§ **Task goal**: The answer must consist of every line from the entries that holds the word "query".

§ **Exercise material**:
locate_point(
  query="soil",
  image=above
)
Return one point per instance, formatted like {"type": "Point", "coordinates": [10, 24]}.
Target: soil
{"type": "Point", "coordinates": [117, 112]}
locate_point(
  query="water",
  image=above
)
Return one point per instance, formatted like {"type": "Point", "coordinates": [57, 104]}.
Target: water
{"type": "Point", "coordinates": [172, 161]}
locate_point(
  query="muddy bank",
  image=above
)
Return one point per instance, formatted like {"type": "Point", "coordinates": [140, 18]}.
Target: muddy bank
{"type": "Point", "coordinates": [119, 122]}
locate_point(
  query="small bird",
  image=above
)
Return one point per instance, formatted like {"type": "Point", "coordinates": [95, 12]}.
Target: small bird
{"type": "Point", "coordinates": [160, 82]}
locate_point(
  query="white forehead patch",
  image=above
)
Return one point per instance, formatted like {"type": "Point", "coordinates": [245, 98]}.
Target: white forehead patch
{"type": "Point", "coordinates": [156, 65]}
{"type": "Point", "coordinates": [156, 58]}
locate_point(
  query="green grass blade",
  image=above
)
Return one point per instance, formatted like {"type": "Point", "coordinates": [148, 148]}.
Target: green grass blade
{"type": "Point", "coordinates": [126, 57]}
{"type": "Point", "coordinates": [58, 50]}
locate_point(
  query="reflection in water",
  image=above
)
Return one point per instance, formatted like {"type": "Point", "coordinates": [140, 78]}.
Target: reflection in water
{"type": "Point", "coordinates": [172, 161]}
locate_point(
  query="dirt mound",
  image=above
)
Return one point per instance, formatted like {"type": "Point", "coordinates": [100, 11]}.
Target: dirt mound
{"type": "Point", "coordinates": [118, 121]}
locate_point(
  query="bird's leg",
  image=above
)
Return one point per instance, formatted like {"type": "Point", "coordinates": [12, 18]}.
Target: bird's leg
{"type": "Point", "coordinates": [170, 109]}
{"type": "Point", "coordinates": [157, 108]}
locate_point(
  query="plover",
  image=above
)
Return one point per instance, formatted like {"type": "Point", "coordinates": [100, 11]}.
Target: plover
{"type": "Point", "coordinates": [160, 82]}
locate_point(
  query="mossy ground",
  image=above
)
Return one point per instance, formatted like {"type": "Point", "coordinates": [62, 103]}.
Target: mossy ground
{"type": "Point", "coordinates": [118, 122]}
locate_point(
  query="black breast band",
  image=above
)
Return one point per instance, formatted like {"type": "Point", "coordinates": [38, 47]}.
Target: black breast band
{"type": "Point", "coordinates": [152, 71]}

§ **Solution for this task**:
  query="soil",
  query="water",
  query="muddy bank",
  query="small bird",
  query="white forehead patch",
  query="green grass blade",
  query="reflection in water",
  query="dirt mound",
  query="bird's leg",
  query="plover",
  query="mossy ground",
  query="black breast band",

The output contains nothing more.